**Given exercise:**
Transcribe every entry below word for word, but skip the pictures.

**Input data:**

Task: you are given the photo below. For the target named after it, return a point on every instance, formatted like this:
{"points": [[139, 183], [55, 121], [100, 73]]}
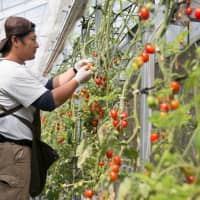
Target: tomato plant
{"points": [[88, 193], [131, 122], [197, 13], [144, 13]]}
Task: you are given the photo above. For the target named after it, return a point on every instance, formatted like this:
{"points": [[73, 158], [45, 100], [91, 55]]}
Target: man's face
{"points": [[27, 47]]}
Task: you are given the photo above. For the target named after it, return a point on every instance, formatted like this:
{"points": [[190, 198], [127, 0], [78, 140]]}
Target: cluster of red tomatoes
{"points": [[119, 120], [96, 109], [144, 13], [165, 105], [100, 81], [189, 11], [144, 57], [113, 163]]}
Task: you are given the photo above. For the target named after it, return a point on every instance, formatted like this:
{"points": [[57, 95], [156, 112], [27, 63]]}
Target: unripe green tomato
{"points": [[152, 101]]}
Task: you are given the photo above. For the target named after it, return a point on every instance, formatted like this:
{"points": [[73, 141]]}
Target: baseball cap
{"points": [[18, 26]]}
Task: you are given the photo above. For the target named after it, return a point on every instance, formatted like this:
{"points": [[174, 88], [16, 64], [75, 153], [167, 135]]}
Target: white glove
{"points": [[82, 63], [83, 75]]}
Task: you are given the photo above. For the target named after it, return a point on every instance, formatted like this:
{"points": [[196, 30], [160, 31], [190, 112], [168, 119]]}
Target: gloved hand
{"points": [[83, 75], [82, 63]]}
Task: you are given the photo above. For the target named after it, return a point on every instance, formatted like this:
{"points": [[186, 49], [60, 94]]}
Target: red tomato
{"points": [[109, 153], [150, 48], [114, 113], [116, 123], [110, 164], [113, 176], [144, 13], [164, 107], [145, 56], [98, 81], [154, 137], [188, 11], [117, 160], [115, 168], [190, 179], [124, 123], [175, 86], [94, 54], [61, 140], [101, 114], [116, 61], [69, 114], [139, 61], [174, 104], [88, 193], [101, 163], [94, 122], [124, 115], [197, 13]]}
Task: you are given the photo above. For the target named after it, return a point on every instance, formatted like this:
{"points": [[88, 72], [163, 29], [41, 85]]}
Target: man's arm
{"points": [[63, 78]]}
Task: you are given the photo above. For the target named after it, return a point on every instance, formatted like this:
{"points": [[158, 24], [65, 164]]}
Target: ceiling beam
{"points": [[24, 7]]}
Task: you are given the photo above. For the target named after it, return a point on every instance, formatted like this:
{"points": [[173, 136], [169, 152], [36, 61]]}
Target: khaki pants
{"points": [[14, 171]]}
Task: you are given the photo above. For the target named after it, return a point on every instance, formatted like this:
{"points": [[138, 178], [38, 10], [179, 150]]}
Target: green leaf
{"points": [[130, 153]]}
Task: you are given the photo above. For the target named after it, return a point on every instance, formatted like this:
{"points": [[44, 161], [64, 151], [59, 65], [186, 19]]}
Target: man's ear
{"points": [[14, 40]]}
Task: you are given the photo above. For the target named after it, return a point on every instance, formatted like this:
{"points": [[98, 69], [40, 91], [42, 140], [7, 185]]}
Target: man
{"points": [[19, 86]]}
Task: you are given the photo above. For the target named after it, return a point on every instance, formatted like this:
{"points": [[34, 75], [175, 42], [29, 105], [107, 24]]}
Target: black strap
{"points": [[11, 111], [8, 112]]}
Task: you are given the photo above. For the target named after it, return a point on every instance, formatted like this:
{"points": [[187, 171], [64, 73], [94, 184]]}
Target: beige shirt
{"points": [[18, 85]]}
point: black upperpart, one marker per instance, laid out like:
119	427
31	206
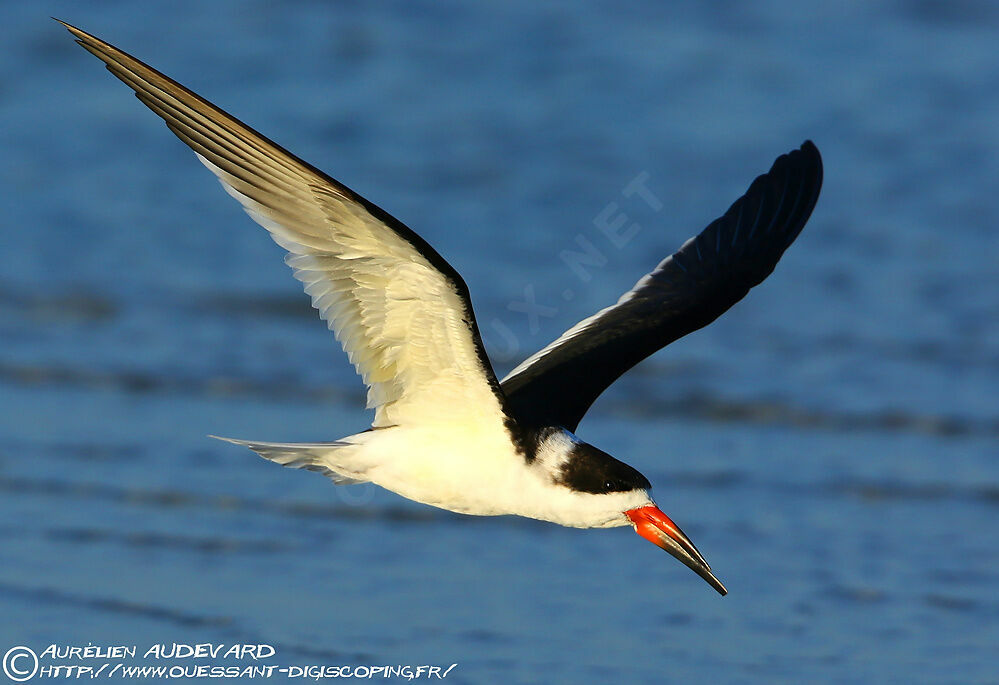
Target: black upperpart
594	471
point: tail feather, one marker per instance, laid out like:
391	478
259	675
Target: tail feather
311	456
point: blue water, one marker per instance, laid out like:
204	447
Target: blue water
830	444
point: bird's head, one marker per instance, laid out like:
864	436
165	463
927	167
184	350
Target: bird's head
606	492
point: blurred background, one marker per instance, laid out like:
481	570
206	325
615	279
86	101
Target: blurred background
830	444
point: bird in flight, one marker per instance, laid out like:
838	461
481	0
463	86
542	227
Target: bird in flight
446	432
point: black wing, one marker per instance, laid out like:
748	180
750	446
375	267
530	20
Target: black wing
687	291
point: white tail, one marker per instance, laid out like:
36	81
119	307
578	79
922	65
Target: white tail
312	456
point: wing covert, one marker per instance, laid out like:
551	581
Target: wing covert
686	291
401	312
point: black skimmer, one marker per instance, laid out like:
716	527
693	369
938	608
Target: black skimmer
445	431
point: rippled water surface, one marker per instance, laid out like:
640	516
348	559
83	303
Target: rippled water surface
830	444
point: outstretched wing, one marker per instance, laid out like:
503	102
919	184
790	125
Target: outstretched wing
401	312
687	291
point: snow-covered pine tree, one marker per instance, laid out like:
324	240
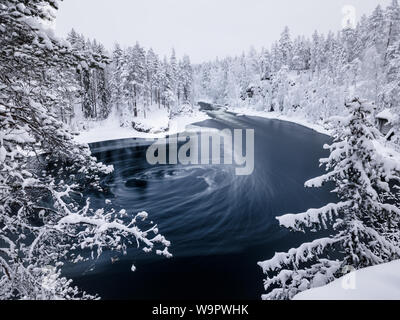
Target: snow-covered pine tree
43	221
365	223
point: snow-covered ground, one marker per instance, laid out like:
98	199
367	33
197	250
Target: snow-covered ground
375	283
276	115
157	122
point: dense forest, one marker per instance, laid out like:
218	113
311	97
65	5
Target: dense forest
313	76
50	86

**Response to the exercise:**
Task: you are given the photo below. For the target named after it, return a point on every instance, formatted like this:
{"points": [[139, 183], [55, 121], [100, 73]]}
Target: tomato plant
{"points": [[88, 193], [131, 122], [197, 13], [144, 13]]}
Task: you are given the photo above. For the target named after it, return a point on every instance, formatted like this:
{"points": [[73, 158], [45, 100], [91, 55]]}
Target: man's face
{"points": [[27, 47]]}
Task: you are given the photo above. For the target named after it, return a point on every instance, formatted like this:
{"points": [[190, 198], [127, 0], [78, 140]]}
Target: cluster of red tomatoes
{"points": [[119, 120], [96, 109], [144, 13], [165, 105], [100, 81], [189, 11], [144, 57], [113, 163]]}
Task: you are given the photo above. For the target named after it, return a point on every instance, formatted like this:
{"points": [[57, 95], [156, 112], [27, 63]]}
Target: unripe green tomato
{"points": [[152, 101]]}
Task: you are given the photo above. For the target named after it, return a point on every instance, formatted like this:
{"points": [[73, 141]]}
Target: baseball cap
{"points": [[18, 26]]}
Task: you are given the photo above. For the target named after it, return a point on every instance, formatted like this:
{"points": [[174, 88], [16, 64], [75, 153], [167, 135]]}
Target: white glove
{"points": [[82, 63], [83, 75]]}
Task: you are given the photo above. For the target named after it, return a point on every instance, formatted like this:
{"points": [[196, 30], [160, 31], [190, 112], [168, 119]]}
Target: gloved hand
{"points": [[83, 75], [82, 63]]}
Task: you are given the photo above. For the target named after it, return a point on every instance, formatted like this:
{"points": [[186, 49], [60, 94]]}
Target: red tomato
{"points": [[109, 153], [150, 48], [114, 113], [116, 123], [110, 164], [113, 176], [144, 13], [164, 107], [145, 56], [98, 81], [154, 137], [188, 11], [117, 160], [115, 168], [190, 179], [124, 123], [175, 86], [94, 54], [61, 140], [101, 114], [116, 61], [69, 114], [139, 61], [174, 104], [88, 193], [101, 163], [94, 122], [124, 115], [197, 13]]}
Task: you are given the photo above. For the target named after it, return a point on every instance, formatted like this:
{"points": [[88, 72], [163, 29], [41, 85]]}
Target: man's arm
{"points": [[63, 78]]}
Task: you are given the photo above. For the target named after it, return a point on every instance, formatted like this:
{"points": [[158, 24], [65, 164]]}
Target: ceiling beam
{"points": [[24, 7]]}
Task: you are given the photo above. For the target named after it, return a point on every instance, formatted like this:
{"points": [[173, 136], [169, 152], [36, 61]]}
Target: khaki pants
{"points": [[14, 171]]}
Task: you are given the photo above. For the target named after it, return a point on every instance, formatted like this:
{"points": [[138, 178], [38, 10], [179, 150]]}
Target: green leaf
{"points": [[130, 153]]}
Task: you are given the photo above. For the target named after it, return a point on every instance, formatted like this:
{"points": [[44, 161], [64, 151], [59, 65], [186, 19]]}
Target: man's ear
{"points": [[14, 40]]}
Task: you are given the photo above. For the target named after it, return a point on every instance, formatted like this:
{"points": [[98, 69], [40, 91], [42, 140], [7, 185]]}
Target: man
{"points": [[19, 86]]}
Task: you are given the photo above. For the target named after it, return a point on every instance, formatted like this:
{"points": [[34, 75], [175, 42], [29, 105], [107, 24]]}
Target: black strap
{"points": [[11, 111], [8, 112]]}
Task: you are given the photo above. For the target named after it, return a point on every instance, formatted like this:
{"points": [[187, 171], [64, 73], [94, 184]]}
Target: beige shirt
{"points": [[18, 85]]}
point: black upperpart, one marker per instance, laid out like:
119	427
31	206
Target: black upperpart
594	471
point: tail feather, one marker per instance, laid out like:
391	478
259	675
Target: tail feather
311	456
point: blue water, one marker per instance, laid out like:
204	447
Target: blue water
830	444
point: bird's head, one marker per instance, laid out like:
864	436
165	463
927	167
184	350
Target: bird's head
606	492
point: blurred background, one marker per instance, laid out like:
481	570
206	325
615	279
86	101
Target: blurred background
830	444
point: bird in flight, one marker per instance, laid out like:
838	461
481	0
463	86
542	227
Target: bird in flight
446	432
point: black wing, one marker per instance, laid out like:
748	180
750	446
375	267
530	20
Target: black wing
687	291
point: white tail, one marker per instance, laid out like:
36	81
119	307
578	79
922	65
Target: white tail
312	456
point: wing covert, one marker per instance, laid out like:
551	581
Target: wing covert
686	291
401	312
point: black skimmer, one marker per instance, laid out like:
716	527
693	369
938	608
Target: black skimmer
445	431
point: rippled water surface, one marker per instance, laid out like:
640	516
348	559
83	303
Target: rippled water surface
830	444
point: outstretched wing, one marker per instance, laid out like:
503	102
919	184
790	125
Target: outstretched wing
401	312
687	291
point: snow-covered pine tree, one marker per instance, laid out like:
324	240
Target: snow-covered pine tree
43	221
365	223
point: snow-covered ground, one marker per instance, laid out like:
98	199
367	33
197	250
Target: snow-covered ground
375	283
276	115
157	122
point: dense forest, one marker per instance, laid out like:
218	113
311	97
65	5
Target: dense forest
313	76
50	86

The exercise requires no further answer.